Exercise >>
Starting at the line that has "Localize shop sign" and ending with the line that has "57,205,157,577", write those lines out again with "green awning" substituted for "blue awning" and everything else left unchanged.

Records
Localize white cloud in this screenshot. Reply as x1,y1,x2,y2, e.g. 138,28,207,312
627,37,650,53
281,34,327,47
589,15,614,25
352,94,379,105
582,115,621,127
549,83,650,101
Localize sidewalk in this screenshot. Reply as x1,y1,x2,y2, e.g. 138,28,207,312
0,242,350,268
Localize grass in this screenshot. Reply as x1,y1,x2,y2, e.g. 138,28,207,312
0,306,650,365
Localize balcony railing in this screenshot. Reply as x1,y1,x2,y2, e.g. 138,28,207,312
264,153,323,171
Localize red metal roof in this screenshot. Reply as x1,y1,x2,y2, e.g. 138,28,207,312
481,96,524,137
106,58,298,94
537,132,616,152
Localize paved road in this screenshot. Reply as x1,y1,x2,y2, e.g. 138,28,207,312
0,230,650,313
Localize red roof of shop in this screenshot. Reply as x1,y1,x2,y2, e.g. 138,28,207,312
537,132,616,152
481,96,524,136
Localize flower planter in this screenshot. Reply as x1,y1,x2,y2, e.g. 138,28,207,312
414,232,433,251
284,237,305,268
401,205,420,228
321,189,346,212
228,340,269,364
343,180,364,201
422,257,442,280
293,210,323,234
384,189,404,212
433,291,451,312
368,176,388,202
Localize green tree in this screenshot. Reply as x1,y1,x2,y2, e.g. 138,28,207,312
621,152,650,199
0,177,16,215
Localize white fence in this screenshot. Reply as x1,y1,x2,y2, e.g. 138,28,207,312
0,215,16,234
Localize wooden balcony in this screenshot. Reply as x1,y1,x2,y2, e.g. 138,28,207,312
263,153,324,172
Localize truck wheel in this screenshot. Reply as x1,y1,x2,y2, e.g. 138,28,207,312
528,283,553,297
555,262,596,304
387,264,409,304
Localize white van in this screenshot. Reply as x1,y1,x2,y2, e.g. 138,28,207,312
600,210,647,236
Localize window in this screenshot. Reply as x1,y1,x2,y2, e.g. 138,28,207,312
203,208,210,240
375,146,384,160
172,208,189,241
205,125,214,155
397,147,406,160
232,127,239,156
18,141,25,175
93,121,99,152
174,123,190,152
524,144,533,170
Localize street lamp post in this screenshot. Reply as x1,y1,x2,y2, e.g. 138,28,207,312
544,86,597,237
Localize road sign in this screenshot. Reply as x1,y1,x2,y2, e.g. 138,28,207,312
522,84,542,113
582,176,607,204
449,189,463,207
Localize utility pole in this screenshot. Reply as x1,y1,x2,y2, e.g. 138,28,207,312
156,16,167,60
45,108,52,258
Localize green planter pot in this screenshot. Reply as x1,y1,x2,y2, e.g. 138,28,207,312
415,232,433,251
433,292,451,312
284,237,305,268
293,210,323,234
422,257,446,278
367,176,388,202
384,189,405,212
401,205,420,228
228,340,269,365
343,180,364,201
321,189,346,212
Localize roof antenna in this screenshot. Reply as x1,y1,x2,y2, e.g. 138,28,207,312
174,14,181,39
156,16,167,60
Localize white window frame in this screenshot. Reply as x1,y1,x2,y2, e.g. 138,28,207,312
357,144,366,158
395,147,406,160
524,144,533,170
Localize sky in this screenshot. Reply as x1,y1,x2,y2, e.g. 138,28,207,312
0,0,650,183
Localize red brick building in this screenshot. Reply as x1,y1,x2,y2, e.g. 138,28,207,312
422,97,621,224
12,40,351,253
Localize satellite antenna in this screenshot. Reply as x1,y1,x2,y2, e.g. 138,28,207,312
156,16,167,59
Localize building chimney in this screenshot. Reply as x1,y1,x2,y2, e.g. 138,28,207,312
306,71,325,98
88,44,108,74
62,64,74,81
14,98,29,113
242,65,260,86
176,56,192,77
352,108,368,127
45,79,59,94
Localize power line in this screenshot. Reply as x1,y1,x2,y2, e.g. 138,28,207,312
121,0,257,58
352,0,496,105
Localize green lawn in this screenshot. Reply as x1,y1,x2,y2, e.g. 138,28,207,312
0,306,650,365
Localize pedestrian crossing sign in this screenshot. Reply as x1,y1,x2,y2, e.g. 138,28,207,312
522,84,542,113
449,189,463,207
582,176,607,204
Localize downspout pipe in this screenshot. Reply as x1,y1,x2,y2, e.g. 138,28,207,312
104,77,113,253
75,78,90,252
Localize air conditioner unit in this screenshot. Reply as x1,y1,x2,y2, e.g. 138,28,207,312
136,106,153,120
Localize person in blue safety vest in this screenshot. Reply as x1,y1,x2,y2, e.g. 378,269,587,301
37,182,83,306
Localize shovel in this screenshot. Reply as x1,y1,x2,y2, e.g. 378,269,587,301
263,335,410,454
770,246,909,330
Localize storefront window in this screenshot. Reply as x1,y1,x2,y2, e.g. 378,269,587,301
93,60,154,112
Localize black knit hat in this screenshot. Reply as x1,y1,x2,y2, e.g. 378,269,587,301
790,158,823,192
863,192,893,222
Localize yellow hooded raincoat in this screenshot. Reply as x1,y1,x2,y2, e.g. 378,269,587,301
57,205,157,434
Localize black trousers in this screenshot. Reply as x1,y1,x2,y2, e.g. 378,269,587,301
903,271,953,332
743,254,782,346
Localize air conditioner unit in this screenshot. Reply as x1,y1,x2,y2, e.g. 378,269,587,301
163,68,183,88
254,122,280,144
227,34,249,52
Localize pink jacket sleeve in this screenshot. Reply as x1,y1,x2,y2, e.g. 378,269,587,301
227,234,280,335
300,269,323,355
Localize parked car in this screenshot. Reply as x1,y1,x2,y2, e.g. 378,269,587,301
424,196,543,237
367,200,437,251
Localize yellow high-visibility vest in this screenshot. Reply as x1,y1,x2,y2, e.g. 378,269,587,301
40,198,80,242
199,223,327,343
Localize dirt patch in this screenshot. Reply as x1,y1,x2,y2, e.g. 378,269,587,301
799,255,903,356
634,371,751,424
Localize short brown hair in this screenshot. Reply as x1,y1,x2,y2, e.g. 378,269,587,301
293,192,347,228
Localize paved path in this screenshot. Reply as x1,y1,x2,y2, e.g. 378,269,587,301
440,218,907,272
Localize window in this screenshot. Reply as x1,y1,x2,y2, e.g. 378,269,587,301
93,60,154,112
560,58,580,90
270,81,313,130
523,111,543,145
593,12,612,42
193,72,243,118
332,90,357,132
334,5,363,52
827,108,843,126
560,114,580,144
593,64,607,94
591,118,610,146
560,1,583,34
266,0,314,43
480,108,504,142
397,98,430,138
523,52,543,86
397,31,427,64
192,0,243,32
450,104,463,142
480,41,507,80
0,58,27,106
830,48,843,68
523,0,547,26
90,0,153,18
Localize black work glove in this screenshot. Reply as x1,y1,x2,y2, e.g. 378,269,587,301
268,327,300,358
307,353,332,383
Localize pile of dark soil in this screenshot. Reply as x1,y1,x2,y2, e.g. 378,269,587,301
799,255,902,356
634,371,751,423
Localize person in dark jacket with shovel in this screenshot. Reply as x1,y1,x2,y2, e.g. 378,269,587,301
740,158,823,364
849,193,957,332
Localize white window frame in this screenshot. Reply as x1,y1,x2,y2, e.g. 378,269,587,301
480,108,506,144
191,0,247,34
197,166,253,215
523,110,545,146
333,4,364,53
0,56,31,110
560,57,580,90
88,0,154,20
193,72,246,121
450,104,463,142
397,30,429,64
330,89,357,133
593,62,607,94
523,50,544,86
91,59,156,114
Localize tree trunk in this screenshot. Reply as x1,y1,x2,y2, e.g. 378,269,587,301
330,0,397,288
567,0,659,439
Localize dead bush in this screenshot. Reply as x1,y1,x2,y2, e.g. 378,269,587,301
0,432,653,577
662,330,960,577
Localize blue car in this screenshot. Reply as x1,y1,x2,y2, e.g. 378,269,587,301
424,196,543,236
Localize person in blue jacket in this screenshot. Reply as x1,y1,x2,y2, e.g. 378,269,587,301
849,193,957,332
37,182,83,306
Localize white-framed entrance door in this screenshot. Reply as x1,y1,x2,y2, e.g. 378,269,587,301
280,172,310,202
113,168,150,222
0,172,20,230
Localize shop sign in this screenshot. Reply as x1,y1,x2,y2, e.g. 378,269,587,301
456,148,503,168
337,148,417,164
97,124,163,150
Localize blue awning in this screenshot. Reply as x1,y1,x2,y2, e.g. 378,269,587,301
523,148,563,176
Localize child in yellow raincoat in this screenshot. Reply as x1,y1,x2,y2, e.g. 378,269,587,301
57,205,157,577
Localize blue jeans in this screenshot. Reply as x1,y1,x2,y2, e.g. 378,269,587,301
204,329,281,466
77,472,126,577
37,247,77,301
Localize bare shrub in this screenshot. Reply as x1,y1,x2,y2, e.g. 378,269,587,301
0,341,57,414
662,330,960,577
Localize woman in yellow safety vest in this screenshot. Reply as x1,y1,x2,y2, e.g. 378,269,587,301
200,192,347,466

Task response >>
Localize shop sign in this screenshot. Reply as x1,y1,x2,y2, e.g. 378,269,587,301
456,148,503,168
337,148,417,164
97,124,163,150
Localize green awning in this screenshot. Reply as x1,y1,x2,y2, e.g. 378,269,587,301
523,148,563,176
Localize child in yellow raincoat in this screenshot. Reply as x1,y1,x2,y2, e.g. 378,269,587,301
57,205,157,577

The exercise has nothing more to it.